▶ [INPUT MATERIAL]
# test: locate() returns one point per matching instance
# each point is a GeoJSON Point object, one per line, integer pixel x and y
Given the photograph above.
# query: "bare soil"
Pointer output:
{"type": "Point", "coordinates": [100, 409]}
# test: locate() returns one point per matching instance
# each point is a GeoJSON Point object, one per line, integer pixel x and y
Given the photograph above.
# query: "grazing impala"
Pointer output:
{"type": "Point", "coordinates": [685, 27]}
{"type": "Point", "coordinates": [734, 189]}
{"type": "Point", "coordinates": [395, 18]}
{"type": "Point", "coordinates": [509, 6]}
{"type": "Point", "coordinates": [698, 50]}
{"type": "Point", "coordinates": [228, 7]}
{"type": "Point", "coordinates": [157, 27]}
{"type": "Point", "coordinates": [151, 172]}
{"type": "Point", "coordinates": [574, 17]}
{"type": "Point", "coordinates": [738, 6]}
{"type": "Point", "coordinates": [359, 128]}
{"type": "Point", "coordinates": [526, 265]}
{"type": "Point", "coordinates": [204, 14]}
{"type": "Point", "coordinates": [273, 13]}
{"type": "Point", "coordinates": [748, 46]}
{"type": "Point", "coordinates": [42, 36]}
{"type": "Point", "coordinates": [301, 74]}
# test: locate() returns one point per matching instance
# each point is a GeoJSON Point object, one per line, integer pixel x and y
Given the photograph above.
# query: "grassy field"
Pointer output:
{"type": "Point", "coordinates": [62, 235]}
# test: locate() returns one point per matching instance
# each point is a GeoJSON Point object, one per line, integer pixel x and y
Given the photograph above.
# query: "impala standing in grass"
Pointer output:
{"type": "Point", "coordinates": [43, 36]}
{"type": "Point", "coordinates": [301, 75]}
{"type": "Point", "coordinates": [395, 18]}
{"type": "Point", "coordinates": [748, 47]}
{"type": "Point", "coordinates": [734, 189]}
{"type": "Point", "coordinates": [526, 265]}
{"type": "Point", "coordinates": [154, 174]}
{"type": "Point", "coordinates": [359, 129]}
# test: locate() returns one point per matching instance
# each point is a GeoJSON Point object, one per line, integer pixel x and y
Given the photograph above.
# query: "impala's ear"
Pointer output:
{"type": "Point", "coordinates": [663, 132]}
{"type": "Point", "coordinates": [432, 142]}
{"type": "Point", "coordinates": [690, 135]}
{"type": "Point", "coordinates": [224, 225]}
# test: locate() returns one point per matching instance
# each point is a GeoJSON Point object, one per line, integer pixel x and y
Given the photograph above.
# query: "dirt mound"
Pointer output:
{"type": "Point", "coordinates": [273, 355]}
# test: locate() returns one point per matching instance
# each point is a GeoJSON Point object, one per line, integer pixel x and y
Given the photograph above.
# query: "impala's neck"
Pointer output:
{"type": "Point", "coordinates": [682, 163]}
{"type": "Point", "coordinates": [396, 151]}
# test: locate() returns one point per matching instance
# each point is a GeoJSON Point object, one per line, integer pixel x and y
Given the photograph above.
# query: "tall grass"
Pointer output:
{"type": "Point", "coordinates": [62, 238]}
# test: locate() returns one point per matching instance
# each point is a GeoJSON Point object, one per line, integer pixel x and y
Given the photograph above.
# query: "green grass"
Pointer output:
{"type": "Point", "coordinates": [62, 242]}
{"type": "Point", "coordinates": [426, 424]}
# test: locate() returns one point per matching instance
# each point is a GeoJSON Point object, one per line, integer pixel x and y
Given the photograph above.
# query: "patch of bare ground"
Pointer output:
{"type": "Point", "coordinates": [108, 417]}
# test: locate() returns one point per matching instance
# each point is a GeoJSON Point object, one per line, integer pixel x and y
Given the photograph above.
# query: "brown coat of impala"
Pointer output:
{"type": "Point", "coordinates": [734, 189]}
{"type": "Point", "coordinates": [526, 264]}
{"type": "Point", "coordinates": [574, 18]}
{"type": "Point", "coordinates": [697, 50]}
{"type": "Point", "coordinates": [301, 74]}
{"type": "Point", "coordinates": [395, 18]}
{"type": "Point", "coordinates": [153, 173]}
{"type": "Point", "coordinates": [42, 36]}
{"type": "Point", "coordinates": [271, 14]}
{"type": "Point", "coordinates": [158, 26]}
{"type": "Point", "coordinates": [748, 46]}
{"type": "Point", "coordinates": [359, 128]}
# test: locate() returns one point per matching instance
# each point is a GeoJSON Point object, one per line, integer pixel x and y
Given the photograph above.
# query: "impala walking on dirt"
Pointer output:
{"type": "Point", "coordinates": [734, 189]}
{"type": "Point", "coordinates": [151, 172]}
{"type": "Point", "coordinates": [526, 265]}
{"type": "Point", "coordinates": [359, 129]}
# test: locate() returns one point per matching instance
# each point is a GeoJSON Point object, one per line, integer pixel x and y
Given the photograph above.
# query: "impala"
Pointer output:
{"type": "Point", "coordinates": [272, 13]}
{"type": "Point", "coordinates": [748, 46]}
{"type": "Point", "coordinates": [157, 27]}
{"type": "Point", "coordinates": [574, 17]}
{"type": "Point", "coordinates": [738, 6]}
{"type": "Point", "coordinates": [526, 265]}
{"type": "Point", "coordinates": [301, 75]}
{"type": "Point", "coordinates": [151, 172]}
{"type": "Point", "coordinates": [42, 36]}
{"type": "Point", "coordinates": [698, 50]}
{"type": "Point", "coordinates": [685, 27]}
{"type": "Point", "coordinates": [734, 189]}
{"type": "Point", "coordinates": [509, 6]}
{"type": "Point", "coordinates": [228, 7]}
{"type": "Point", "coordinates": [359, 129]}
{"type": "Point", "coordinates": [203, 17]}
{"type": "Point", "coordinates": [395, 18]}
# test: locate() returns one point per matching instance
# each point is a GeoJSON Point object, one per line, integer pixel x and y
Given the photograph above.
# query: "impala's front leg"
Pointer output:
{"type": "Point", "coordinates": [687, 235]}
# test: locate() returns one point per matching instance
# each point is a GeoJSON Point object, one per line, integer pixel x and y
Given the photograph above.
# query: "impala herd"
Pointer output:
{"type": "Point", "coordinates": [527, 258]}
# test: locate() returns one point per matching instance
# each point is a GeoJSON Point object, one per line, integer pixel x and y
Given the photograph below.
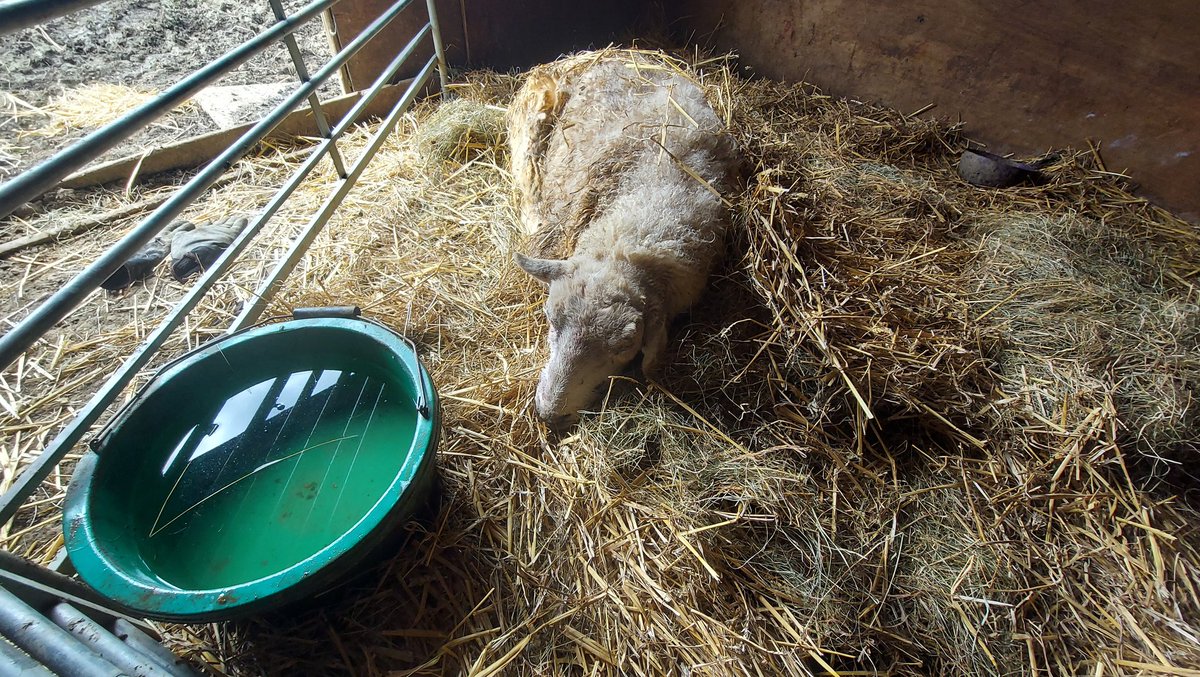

▶ [INSTRUCTIONS FOR THE TASK] Report every line of the records that contains the word "bare", copying each such line in full. Matching is case-sensitive.

▶ [WRITTEN ANSWER]
# query: "bare soil"
# query: "patch of bare ground"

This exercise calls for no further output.